● Opdracht
Neem uit de tekst over de publieke omroep het gedeelte van "Daarmee wordt een" tot en met "ook erg hoog." woordelijk over.

● Gegeven tekst

^^^^^^^^^^^^^^^^

Daarmee wordt een enorm beslag gelegd op de zendtijd. Het is niet meer dan logisch dat wij ons afvragen of dat op deze wijze moet gebeuren. Nogmaals, ik vind de bedragen ook erg hoog.
Uit de Mediabrief blijkt dat de staatssecretaris een aantal eisen wil aanscherpen. Bovendien zal gewerkt worden met prestatieafspraken, naast de eisen die reeds gesteld zijn. Is mijn indruk juist dat de Nederlandse publieke omroep daarmee tot de meest gereglementeerde van Europa behoort? Dat lijkt mij eerlijk gezegd een koppositie die niet positief is. Hoe verhoudt dit zich tot de kabinetsdoelstelling van minder regels?
Ik meen dat de staatssecretaris in een interview in de Volkskrant heeft gezegd dat de omroepen te veel aandacht besteden aan de eigen identiteit. Ik begrijp die uitspraak niet, want hoe kan er te veel aandacht worden besteed aan de eigen identiteit? Het is juist goed dat omroepen zich daarop bezinnen en inspanningen verrichten om de eigen identiteit tot uiting te brengen in de kwaliteitsproducten die van hen verwacht mogen worden. Misschien wilde de staatssecretaris aangeven op welke wijze zij aankijkt tegen de verhouding tussen de netprofielen en de omroepidentiteiten. Beide zijn wezenlijk en aan elkaar gerelateerd. Mijn fractie voelt weinig voor de "driestromenland"-benadering van de publieke omroep. Daarmee wordt geen recht gedaan aan de grote verscheidenheid binnen de hoofdstromen. Een duidelijke zenderkleuring of netprofilering kan goed samen gaan met omroepen die zich bewust zijn van hun identiteit en die deze uitdrukkelijk tot uitdrukking willen brengen in hun werk. Als zij het op dat punt in de afgelopen jaren hebben laten zitten, moeten wij hen prikkelen. Ik verzoek de staatssecretaris om meer duidelijkheid hierover.

^^^^^^^^^^^^^^^^

● Gegevensregels
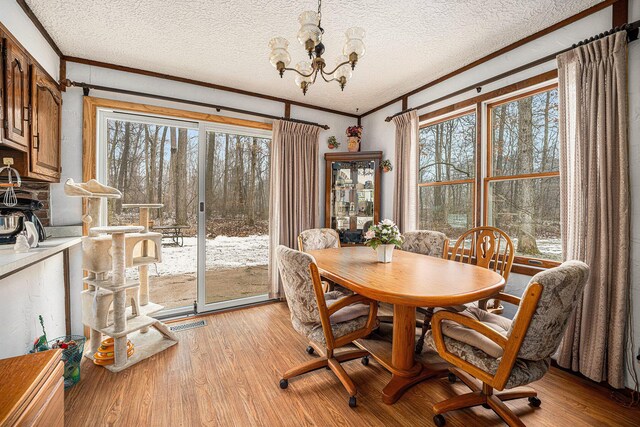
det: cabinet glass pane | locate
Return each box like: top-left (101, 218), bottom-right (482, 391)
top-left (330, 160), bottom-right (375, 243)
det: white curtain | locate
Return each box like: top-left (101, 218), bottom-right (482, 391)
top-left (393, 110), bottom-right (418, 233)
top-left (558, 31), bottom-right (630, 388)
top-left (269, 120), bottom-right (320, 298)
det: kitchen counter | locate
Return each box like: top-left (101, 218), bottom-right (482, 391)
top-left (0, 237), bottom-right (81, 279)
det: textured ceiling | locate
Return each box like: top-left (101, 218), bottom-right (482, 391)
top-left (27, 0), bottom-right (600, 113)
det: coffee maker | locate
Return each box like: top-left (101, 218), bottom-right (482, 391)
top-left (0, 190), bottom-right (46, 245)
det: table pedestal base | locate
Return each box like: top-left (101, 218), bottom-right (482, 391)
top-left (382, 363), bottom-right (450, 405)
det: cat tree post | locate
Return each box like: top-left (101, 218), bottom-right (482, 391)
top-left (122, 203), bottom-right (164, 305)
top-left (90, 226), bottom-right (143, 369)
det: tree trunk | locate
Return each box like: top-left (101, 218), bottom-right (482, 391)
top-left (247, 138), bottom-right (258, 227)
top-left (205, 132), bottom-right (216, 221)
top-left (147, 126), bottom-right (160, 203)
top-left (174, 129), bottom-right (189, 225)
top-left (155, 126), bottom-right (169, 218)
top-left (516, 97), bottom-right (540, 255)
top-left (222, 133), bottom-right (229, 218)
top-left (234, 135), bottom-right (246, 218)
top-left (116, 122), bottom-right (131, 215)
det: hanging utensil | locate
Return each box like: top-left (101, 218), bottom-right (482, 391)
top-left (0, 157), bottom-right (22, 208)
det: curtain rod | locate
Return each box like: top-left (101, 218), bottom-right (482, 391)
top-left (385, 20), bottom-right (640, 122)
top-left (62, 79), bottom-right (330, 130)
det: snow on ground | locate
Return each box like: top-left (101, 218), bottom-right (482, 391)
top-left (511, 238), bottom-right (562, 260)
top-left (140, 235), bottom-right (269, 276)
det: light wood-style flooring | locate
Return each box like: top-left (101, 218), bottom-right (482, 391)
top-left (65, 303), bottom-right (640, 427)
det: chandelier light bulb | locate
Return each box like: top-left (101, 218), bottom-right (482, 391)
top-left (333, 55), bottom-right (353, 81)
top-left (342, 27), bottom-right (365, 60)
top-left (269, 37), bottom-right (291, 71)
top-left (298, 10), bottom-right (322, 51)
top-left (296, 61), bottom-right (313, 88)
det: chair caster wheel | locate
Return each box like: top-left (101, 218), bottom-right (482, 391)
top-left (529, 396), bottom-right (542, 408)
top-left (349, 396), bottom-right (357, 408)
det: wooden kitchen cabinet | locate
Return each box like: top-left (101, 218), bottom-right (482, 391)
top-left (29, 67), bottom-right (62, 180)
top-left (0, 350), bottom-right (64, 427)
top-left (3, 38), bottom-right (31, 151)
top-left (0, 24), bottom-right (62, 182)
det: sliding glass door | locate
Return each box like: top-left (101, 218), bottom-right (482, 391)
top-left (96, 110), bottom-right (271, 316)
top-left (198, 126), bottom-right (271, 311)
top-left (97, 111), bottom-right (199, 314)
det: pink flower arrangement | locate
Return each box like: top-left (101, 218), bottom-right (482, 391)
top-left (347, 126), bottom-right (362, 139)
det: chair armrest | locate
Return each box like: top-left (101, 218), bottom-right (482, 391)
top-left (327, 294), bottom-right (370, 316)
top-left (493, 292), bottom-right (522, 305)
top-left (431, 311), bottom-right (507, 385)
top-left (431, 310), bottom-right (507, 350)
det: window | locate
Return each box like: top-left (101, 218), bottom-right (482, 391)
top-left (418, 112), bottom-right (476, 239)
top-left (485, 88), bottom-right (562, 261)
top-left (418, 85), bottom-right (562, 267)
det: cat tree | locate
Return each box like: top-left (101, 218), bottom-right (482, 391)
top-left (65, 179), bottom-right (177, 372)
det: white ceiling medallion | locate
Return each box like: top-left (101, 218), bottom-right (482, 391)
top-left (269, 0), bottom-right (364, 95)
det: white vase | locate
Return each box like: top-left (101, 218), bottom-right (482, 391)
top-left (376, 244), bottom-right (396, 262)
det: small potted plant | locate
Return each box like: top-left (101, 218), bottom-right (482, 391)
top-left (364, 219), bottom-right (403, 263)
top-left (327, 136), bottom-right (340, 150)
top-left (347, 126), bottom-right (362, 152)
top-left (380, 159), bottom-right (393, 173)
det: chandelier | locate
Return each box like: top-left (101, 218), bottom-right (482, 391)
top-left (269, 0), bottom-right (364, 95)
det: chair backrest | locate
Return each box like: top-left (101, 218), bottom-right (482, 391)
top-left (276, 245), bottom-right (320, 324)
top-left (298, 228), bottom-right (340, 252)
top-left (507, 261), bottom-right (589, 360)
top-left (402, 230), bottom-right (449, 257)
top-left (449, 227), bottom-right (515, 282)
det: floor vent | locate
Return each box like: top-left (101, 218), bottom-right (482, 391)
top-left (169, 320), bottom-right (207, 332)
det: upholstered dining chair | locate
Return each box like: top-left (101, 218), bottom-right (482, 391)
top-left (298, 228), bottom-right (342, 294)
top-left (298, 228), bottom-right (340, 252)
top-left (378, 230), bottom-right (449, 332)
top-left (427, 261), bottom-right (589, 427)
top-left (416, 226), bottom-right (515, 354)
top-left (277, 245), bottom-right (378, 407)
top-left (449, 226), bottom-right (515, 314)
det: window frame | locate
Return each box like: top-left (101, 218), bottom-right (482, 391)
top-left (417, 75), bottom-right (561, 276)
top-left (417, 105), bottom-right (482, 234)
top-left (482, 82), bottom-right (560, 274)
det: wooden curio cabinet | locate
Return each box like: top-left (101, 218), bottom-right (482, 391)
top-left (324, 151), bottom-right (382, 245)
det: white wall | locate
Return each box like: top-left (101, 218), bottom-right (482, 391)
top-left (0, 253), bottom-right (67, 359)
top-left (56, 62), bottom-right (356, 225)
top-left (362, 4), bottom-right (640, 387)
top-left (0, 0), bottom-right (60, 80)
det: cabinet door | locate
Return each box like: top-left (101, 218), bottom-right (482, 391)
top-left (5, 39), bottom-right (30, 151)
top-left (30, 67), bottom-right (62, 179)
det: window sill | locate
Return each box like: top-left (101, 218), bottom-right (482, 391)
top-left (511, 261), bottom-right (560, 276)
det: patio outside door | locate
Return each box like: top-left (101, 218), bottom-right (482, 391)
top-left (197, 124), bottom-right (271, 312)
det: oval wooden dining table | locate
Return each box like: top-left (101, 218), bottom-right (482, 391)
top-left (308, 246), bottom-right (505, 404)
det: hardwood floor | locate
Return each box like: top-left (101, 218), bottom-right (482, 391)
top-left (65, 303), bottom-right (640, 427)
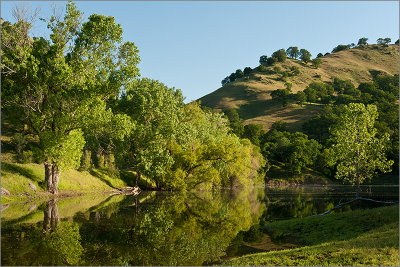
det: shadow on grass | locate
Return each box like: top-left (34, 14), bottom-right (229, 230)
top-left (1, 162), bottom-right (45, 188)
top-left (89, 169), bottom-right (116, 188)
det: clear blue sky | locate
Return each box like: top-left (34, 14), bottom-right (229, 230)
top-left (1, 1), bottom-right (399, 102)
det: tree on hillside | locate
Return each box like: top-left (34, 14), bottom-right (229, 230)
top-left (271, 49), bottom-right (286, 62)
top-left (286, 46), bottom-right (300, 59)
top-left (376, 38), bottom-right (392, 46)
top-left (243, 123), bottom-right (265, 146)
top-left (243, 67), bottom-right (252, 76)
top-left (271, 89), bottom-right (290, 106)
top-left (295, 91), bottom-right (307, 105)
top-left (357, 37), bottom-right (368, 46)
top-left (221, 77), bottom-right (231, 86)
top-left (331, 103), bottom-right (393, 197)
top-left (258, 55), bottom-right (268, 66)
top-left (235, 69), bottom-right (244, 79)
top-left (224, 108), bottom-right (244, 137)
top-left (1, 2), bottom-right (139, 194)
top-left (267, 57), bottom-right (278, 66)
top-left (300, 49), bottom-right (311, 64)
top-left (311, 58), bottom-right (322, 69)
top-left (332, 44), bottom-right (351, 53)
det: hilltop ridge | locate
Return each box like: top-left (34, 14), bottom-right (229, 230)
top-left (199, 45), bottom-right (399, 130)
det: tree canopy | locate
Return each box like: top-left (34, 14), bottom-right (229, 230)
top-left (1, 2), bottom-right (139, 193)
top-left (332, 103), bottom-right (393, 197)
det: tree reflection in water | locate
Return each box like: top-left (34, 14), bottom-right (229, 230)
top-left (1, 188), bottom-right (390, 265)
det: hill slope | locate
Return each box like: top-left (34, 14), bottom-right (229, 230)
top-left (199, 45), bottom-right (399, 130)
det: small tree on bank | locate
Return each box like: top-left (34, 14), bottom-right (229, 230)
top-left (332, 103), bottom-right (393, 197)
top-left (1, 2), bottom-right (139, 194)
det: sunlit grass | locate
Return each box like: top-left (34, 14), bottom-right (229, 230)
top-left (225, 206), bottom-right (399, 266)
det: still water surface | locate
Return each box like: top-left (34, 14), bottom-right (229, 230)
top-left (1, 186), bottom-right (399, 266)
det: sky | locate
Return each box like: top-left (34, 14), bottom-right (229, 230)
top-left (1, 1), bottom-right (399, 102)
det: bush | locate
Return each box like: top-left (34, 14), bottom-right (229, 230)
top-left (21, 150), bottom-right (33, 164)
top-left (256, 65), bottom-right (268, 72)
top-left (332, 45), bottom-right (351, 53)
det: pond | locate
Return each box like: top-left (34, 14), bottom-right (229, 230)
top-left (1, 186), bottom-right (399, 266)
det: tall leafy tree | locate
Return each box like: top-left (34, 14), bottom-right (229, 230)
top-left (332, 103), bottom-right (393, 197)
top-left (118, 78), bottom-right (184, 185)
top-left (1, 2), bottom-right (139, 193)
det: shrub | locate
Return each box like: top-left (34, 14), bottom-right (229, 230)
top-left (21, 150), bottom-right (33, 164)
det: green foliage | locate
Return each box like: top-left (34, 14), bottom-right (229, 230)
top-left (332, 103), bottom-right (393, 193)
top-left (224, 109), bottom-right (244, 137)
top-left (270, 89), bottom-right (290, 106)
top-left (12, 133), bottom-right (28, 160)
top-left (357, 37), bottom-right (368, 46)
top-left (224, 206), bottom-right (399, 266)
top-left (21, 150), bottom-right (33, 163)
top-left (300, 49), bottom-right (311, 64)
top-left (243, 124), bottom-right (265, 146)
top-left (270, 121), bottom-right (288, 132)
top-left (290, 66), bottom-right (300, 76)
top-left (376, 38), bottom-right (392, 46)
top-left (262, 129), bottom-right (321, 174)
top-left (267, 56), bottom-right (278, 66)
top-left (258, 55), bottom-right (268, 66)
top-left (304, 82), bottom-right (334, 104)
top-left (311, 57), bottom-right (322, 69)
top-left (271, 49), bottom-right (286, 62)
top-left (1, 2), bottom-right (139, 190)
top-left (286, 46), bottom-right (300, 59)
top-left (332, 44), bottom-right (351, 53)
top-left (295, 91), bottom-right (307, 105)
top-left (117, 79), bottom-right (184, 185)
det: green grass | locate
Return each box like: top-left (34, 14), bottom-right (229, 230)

^^^^^^^^^^^^^^^^

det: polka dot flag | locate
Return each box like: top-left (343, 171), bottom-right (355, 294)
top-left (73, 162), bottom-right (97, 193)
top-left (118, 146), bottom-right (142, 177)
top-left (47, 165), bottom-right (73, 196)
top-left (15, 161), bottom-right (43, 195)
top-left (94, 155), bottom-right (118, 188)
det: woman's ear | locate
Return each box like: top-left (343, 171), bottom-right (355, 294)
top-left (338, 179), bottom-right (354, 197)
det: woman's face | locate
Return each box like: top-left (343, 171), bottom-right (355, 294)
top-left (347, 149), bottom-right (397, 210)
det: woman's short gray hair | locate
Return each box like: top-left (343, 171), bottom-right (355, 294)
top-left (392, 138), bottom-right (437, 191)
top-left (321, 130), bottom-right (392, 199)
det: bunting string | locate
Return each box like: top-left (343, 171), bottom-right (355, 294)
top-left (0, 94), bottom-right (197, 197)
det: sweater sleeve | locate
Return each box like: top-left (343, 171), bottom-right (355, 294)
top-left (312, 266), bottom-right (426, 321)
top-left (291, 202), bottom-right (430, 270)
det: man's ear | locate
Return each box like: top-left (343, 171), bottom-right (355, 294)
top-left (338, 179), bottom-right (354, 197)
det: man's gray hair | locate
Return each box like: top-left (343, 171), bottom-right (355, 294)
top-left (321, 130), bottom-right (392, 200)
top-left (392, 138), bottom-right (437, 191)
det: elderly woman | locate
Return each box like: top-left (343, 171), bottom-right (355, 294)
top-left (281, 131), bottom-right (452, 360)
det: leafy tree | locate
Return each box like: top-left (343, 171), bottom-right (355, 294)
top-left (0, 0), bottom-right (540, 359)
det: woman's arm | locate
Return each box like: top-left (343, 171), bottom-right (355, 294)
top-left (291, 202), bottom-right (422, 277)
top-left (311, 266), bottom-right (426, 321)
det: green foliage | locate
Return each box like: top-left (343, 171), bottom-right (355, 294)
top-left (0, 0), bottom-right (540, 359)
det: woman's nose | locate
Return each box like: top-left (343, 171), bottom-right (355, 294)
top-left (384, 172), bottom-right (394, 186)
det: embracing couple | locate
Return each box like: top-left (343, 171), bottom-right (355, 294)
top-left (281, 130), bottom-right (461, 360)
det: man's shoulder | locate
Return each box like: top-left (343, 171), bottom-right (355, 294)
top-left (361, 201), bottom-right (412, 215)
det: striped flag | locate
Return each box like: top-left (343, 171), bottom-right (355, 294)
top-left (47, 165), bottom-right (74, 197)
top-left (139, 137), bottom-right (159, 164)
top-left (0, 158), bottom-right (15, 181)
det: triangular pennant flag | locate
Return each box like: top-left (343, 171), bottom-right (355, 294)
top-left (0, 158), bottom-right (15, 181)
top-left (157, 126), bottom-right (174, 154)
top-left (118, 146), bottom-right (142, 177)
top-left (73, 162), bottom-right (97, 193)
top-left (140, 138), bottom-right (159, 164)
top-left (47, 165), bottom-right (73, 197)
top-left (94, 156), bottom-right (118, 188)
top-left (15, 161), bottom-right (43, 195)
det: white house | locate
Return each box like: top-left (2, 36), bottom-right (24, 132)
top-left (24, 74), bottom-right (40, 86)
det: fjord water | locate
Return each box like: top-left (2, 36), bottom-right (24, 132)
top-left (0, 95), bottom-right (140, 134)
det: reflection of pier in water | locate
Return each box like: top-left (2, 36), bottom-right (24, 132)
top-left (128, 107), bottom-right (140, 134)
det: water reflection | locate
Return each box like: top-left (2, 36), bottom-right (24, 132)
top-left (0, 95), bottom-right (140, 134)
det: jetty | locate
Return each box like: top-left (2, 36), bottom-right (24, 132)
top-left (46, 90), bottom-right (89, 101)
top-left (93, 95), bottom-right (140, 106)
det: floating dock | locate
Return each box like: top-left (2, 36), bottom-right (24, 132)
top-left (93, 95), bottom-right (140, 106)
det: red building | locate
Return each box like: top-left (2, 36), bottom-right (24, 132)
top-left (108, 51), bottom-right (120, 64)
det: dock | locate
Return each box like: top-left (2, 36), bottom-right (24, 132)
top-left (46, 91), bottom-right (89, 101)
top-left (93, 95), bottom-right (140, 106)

^^^^^^^^^^^^^^^^

● Oplossing
Daarmee wordt een enorm beslag gelegd op de zendtijd. Het is niet meer dan logisch dat wij ons afvragen of dat op deze wijze moet gebeuren. Nogmaals, ik vind de bedragen ook erg hoog.